* WORK INSTRUCTIONS *
Every line of the data below should be repeated exactly, and no picture should be copied.

* DATA SUPPLIED *

_____

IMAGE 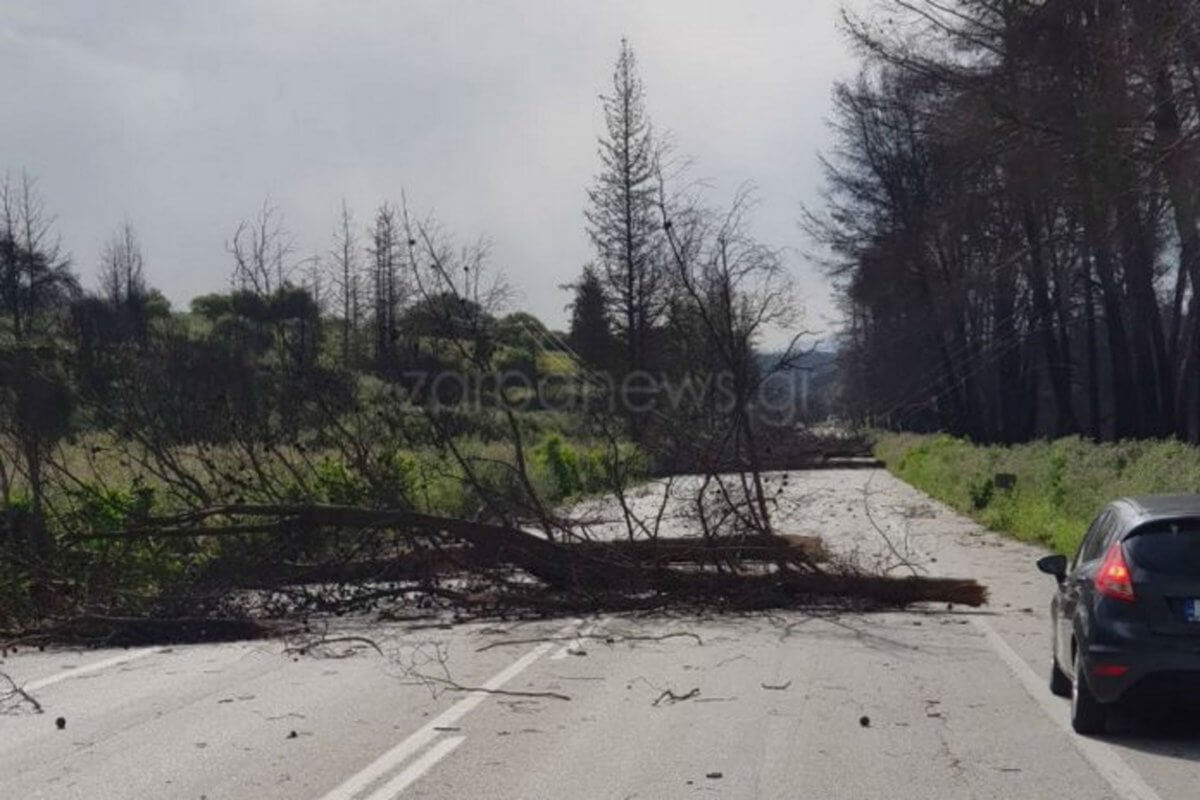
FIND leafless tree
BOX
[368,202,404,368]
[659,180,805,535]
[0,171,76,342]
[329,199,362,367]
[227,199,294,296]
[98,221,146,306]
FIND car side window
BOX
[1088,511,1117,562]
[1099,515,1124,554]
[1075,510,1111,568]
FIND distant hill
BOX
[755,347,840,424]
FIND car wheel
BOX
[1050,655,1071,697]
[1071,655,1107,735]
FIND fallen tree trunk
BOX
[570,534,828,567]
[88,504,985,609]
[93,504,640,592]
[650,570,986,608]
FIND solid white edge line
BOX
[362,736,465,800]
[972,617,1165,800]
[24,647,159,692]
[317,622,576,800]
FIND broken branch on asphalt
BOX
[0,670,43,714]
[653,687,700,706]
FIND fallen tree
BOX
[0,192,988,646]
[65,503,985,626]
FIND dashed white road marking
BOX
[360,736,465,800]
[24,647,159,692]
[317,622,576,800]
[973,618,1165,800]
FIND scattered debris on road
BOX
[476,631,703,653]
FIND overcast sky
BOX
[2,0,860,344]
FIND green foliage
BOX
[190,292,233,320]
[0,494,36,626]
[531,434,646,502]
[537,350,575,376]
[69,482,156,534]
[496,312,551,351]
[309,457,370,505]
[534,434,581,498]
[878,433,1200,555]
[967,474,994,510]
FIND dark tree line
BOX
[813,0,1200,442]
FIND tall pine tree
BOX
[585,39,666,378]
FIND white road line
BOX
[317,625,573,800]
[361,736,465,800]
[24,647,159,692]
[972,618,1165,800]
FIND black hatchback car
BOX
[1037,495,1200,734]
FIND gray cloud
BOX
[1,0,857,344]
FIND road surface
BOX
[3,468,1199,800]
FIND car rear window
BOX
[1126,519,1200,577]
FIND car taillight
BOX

_____

* SOLUTION FOR THIS EXERCISE *
IMAGE 
FIND leafless tree
BOX
[368,202,404,368]
[659,180,805,535]
[0,171,76,342]
[329,199,362,367]
[227,199,294,296]
[98,221,146,306]
FIND car side window
BOX
[1088,511,1117,562]
[1099,515,1124,554]
[1075,510,1111,568]
FIND distant hill
BOX
[755,347,840,424]
FIND car wheel
BOX
[1050,655,1071,697]
[1071,655,1107,735]
FIND fallen tree trunk
BOX
[570,534,828,567]
[88,504,985,609]
[93,504,640,592]
[650,570,986,608]
FIND solid white edge line
BOX
[362,736,465,800]
[972,617,1165,800]
[24,647,159,692]
[317,622,576,800]
FIND broken branch on asphalt
BOX
[0,670,43,714]
[653,687,700,706]
FIND fallen tree
BOX
[0,192,988,646]
[65,503,985,626]
FIND dashed white road marking
BOX
[360,736,465,800]
[24,647,159,692]
[317,622,576,800]
[973,618,1165,800]
FIND scattered debris on road
BOX
[476,631,703,653]
FIND overcast sky
BOX
[2,0,860,344]
FIND green foliage
BOX
[190,292,233,320]
[0,494,36,626]
[531,434,646,502]
[537,350,575,376]
[69,482,156,534]
[496,312,551,351]
[309,457,370,505]
[534,434,581,498]
[878,433,1200,555]
[967,474,994,510]
FIND dark tree line
BOX
[813,0,1200,442]
FIND tall pine tree
BOX
[585,39,666,378]
FIND white road line
BOX
[317,625,573,800]
[361,736,465,800]
[24,647,159,692]
[972,618,1165,800]
FIND black hatchback car
BOX
[1037,495,1200,734]
FIND gray cloud
BOX
[1,0,857,344]
FIND road surface
BOX
[3,468,1199,800]
FIND car rear window
BOX
[1126,519,1200,577]
FIND car taillight
BOX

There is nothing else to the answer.